_What you are asked to do_
Locate every line in the material below that contains the string "door", and copy each such line.

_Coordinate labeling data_
- - - - - - -
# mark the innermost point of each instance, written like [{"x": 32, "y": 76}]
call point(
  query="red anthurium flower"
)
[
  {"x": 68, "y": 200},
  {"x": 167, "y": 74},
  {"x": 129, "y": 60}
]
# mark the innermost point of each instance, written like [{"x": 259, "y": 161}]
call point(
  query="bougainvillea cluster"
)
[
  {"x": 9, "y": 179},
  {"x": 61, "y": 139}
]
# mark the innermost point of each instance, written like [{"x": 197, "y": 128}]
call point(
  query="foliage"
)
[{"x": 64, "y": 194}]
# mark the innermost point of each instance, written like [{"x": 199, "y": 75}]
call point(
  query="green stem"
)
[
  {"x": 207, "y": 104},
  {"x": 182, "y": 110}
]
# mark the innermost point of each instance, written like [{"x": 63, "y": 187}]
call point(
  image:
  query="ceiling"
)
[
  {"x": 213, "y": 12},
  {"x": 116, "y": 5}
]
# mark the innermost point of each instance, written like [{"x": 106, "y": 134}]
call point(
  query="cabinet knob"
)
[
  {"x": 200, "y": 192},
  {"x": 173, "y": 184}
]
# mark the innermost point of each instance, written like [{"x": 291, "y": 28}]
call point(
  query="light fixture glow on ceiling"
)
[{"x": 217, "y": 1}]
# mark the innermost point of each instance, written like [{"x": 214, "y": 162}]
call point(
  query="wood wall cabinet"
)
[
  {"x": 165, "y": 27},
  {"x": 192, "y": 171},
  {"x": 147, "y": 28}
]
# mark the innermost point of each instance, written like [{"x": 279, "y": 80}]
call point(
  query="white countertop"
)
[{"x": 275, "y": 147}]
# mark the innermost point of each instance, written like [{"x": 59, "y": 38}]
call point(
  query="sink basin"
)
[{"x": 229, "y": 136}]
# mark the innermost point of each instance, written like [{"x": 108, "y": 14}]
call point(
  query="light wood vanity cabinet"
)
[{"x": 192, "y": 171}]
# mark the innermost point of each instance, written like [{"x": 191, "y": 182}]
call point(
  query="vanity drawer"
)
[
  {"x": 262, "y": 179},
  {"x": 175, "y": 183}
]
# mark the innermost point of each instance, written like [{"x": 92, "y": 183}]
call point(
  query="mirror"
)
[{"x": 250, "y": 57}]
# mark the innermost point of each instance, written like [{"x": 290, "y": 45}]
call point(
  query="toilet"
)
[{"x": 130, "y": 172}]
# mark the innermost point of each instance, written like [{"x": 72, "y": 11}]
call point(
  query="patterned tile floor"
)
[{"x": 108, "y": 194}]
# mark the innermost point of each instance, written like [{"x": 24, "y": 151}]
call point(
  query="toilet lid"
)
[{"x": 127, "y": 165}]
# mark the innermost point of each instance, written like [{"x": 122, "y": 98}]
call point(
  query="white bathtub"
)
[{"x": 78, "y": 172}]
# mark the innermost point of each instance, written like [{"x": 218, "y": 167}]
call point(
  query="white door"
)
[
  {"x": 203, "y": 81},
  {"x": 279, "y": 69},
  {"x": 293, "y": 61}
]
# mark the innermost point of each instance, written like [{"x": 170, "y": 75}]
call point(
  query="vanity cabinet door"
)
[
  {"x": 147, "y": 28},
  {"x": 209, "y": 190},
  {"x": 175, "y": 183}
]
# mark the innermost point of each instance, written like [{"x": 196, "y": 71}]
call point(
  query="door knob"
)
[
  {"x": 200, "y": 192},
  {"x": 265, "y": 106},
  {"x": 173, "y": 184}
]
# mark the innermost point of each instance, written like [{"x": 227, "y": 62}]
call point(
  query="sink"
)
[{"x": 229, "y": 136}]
- - - - - - -
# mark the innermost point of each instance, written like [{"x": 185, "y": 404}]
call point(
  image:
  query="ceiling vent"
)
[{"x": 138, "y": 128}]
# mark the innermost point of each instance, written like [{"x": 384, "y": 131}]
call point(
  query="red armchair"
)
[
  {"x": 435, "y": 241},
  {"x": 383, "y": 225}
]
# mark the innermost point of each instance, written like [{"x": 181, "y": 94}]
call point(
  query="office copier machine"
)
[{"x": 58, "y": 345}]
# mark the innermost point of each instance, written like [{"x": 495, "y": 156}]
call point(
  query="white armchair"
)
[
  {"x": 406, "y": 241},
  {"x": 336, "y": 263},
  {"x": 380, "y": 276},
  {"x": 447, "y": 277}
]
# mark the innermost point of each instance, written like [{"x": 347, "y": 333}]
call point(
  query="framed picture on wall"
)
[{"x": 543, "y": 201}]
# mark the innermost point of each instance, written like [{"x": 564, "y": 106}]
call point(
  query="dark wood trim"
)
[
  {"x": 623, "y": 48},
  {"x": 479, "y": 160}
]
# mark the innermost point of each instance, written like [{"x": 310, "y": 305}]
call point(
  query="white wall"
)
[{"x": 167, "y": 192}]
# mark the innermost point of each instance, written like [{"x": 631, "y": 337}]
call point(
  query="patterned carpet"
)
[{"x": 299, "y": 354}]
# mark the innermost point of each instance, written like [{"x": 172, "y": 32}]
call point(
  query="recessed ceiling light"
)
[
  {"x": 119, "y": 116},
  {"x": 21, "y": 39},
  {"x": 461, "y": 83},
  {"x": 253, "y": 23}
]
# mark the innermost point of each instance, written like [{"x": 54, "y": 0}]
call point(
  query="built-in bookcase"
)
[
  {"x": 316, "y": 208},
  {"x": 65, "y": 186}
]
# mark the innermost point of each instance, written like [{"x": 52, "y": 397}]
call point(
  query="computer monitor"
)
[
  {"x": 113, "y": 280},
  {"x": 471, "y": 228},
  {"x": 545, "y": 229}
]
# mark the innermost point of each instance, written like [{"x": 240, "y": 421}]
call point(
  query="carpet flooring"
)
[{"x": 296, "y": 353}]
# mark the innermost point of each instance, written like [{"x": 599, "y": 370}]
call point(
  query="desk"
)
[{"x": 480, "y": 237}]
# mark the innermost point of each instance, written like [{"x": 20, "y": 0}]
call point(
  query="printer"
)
- - - - - - -
_Response to this exercise_
  query="white door"
  query="vanity cabinet door"
  query="door knob"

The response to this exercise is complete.